Under that definition everyone’s grandparents ran the original cult operation–the family. Families do all the above, and more. So do the Boy Scouts, the White House, boarding schools, the armies and prisons of every civilized nation, Olympic-bound sports teams and virtually every religious order ever founded. In fact, a good argument can be made that the medical profession is the world’s highest-paid professional cult, requiring blind obedience of neophytes (called interns), making them work 36 to 72 hours at a stretch without sleep, feeding them drugs and cafeteria food until they submit their weary wills to the leaders who live luxuriously on the donations of aspiring doctors. Clearly, if we think it’s good to preserve human institutions which “brainwash” young minds with the persuasions we call culture, the science we call medicine and the rites we call religion, then we can no longer denigrate the institution of the cult. Before legislation was enacted, most cults were nothing but the other man’s way of life. You can easily see why governmental control is so very needed.
Of course, some organizations, like some families, are harmful, so we have two designations: Grade A (for altruistic) and Grade B (for bad). Our manual defines a Grade B qualifier as “a malevolent group, often with a charismatic leader, which deceives and abuses members and causes real harm to the society in which it functions.” Grade B licensees include dangerous groups that arm themselves with automatic rifles, preach fear and hate and stockpile cyanide. Grade A groups include churches and institutions. Indeed, most of our licensees are Christian. The reason behind this predominance is not governmental bias, but Congressional expert testimony that Christianity dwells on the End of the World, the Apocalypse and the Day of Judgment. Psychologists have concluded that when groups hold the idea that the end is near, coupled with the belief that their leader is the Chosen One (as with “Do” of the Heaven’s Gate group), you have all the ingredients for being a legitimate cult.

#### [Activity list]
1 - Decide whether each statement agrees with the passage on cult licensing. Answer yes or no for each, and quote the words from the passage that decide it.
(a) The passage calls the neophytes of the medical profession interns.
(b) The passage attributes the large share of Christian licensees to governmental bias.
(c) In the passage, the letter A in Grade A stands for altruistic.
2 - Continue the passage on cult licensing from the point where it stops.

#### [Data supplied]

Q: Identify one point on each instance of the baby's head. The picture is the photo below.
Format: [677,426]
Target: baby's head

---

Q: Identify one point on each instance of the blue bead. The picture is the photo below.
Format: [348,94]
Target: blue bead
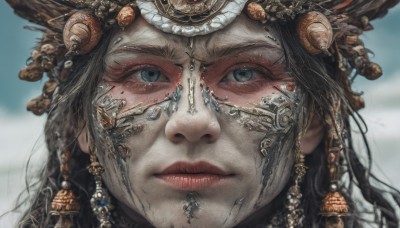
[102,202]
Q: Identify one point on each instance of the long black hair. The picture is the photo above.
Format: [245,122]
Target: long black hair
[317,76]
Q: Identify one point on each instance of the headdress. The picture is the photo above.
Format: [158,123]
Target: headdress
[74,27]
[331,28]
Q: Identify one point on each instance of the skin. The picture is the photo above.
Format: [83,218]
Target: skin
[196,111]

#### [Task-by-task results]
1 -
(a) Yes: "requiring blind obedience of neophytes (called interns)"
(b) No: "The reason behind this predominance is not governmental bias"
(c) Yes: "Grade A (for altruistic)"

2 -
We realize that the US press does sometimes ineptly brand Eastern religions as cultish, but their misjudgment will not help your group to receive recognition from this office. That brings us to your failed application. In your submissions, you have noted that we have not approved a single Hindu cult, and you have said this strikes you as unjust. Scholarly informants assure us that Hindus just don’t qualify. They cite the Osho/Rajneesh phenomenon in the ’80s, but note he was a renegade Jain, not a Hindu. Transcendental Meditation is high on many cult lists, but they make no claims of being Hindu, and the only danger they pose is a ruinous loss of followers’ anxiety.
It may seem discriminatory, but there are no credible Hindu cults. We have concluded that this is your fault, not ours. Why? Hindus don’t possess the narrowness that any resourceful cult nurtures in members. Hindus see God everywhere and in everyone. That belief renders them inept in the arrogant arts and the social and psychological antagonisms which are the bread and butter of reputable cults. Moreover, they are quite incompetent when it comes to the requisite skill of forcing their beliefs on others, thinking, as they do, that all paths are worthy and each soul will ultimately attain spiritual liberation, with none suffering eternally in Hell. They are, to put it quite plainly, too occult to be a cult.
If ever these shortcomings are rectified–and especially if you or your affiliated ashrams and temples could offer some verifiable proof of commitment to a Messiah or a millenarian worldview or if Hindus are ever implicated in a mass suicide or if your tradition ever mitigates its stubborn universalistic openness toward other paths–we will be pleased to reconsider your application.